TASK TO COMPLETE – Reproduce the data word for word, starting at the line that contains "Object = tiled roof" and ending after the line that contains "left=262, top=138, right=273, bottom=143".

A block of data –
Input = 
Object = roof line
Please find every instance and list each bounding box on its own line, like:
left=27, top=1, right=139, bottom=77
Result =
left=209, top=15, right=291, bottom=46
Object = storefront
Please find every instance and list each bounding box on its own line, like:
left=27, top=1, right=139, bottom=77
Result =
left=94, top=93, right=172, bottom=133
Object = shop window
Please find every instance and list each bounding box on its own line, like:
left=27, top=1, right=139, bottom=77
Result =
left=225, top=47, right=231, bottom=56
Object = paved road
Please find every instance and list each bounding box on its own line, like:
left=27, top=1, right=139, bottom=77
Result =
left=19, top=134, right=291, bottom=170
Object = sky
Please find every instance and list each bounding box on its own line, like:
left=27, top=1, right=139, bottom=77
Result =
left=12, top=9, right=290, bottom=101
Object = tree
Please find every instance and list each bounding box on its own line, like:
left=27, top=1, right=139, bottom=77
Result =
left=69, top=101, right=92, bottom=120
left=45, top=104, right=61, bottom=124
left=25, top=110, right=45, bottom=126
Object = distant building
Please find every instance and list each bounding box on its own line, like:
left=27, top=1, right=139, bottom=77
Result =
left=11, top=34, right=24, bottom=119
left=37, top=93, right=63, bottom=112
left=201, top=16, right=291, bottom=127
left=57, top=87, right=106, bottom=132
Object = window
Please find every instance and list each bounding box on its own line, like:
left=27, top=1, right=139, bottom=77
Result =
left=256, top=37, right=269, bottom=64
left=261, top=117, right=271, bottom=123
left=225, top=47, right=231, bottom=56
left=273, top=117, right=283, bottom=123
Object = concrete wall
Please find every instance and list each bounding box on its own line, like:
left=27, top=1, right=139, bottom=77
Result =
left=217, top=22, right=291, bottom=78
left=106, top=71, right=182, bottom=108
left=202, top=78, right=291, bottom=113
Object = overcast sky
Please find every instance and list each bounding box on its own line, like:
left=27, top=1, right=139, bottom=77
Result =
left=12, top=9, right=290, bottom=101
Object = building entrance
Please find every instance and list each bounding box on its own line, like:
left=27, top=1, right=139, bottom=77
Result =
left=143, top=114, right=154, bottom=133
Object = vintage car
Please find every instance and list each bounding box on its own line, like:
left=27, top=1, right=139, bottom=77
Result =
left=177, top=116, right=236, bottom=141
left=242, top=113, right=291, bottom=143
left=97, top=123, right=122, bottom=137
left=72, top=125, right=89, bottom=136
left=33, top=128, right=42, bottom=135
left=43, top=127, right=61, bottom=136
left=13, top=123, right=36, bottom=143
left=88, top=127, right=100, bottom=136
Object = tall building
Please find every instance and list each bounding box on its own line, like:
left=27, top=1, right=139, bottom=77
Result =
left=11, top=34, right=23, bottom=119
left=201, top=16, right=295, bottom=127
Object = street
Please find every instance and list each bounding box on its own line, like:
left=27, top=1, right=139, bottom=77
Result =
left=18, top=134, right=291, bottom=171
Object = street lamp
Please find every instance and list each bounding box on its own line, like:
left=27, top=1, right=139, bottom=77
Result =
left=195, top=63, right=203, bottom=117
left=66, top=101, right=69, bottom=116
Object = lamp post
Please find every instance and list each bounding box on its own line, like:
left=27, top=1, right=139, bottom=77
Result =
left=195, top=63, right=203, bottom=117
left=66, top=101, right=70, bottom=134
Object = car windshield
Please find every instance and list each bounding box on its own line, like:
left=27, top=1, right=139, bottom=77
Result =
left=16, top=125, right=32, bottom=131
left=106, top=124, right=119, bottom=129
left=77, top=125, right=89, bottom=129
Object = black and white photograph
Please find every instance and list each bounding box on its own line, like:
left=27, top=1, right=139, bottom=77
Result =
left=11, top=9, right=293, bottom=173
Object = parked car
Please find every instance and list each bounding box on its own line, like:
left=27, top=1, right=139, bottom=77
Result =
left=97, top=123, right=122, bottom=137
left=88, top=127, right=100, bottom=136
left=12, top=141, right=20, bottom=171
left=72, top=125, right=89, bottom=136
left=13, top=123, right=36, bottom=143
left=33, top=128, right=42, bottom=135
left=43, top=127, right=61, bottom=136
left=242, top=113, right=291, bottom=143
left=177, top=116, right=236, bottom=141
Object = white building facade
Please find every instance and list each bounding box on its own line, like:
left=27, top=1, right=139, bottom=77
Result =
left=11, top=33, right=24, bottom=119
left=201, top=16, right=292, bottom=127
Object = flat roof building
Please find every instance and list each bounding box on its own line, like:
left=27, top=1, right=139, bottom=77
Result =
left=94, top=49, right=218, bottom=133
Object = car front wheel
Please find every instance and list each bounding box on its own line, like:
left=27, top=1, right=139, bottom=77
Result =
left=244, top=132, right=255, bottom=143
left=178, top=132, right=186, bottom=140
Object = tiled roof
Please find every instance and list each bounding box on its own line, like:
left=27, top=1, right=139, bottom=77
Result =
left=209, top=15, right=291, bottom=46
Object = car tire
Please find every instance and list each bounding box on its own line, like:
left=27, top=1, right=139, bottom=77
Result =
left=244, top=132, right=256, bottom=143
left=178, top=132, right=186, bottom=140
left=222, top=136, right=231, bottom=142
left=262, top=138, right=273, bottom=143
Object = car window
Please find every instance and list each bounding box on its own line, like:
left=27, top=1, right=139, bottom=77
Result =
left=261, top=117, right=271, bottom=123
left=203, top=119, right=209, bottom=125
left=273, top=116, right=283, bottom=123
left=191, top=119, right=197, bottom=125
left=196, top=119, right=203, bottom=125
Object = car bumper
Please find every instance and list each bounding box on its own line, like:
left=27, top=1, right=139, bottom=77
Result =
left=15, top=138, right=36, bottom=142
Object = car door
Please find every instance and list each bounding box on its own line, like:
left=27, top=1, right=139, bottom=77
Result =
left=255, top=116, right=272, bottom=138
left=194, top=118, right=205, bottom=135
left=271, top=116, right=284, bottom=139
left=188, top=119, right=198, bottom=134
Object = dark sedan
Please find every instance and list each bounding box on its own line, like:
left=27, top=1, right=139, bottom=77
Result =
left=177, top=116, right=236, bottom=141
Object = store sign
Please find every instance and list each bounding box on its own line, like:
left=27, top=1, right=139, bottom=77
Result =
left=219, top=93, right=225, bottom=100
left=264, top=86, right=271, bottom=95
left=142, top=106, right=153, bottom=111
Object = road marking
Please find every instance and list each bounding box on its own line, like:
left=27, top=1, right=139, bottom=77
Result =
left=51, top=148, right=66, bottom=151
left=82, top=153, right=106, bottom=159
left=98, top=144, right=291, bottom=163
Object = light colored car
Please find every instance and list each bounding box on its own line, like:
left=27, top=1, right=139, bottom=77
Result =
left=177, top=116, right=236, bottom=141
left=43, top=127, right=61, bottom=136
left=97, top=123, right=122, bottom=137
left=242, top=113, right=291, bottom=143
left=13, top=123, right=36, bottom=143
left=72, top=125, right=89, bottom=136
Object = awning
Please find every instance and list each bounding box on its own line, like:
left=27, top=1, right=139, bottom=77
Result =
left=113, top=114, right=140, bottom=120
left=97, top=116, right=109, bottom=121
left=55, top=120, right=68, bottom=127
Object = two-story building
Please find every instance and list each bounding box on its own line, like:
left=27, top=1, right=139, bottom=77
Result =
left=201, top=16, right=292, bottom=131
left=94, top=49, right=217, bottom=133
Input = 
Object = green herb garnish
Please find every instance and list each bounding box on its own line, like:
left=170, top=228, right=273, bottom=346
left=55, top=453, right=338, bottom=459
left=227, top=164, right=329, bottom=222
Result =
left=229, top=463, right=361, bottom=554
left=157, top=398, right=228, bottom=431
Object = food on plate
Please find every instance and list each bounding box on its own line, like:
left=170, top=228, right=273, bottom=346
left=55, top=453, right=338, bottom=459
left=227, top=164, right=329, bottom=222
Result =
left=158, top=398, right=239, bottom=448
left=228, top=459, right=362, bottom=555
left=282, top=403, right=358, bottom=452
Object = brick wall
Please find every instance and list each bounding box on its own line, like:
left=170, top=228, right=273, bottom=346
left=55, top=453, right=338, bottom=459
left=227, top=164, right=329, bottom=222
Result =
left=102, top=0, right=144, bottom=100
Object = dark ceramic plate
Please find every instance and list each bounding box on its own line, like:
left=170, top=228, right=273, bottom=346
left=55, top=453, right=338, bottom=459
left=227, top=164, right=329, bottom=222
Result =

ANSWER BELOW –
Object = tiled roof
Please find every instance and list each bounding box on its own line, like:
left=27, top=1, right=139, bottom=77
Result =
left=209, top=15, right=291, bottom=46
Object = car tire
Please find every instance and list each bounding box on its own line, like:
left=27, top=1, right=139, bottom=77
Result =
left=244, top=132, right=256, bottom=143
left=178, top=132, right=186, bottom=140
left=222, top=136, right=231, bottom=142
left=262, top=138, right=273, bottom=143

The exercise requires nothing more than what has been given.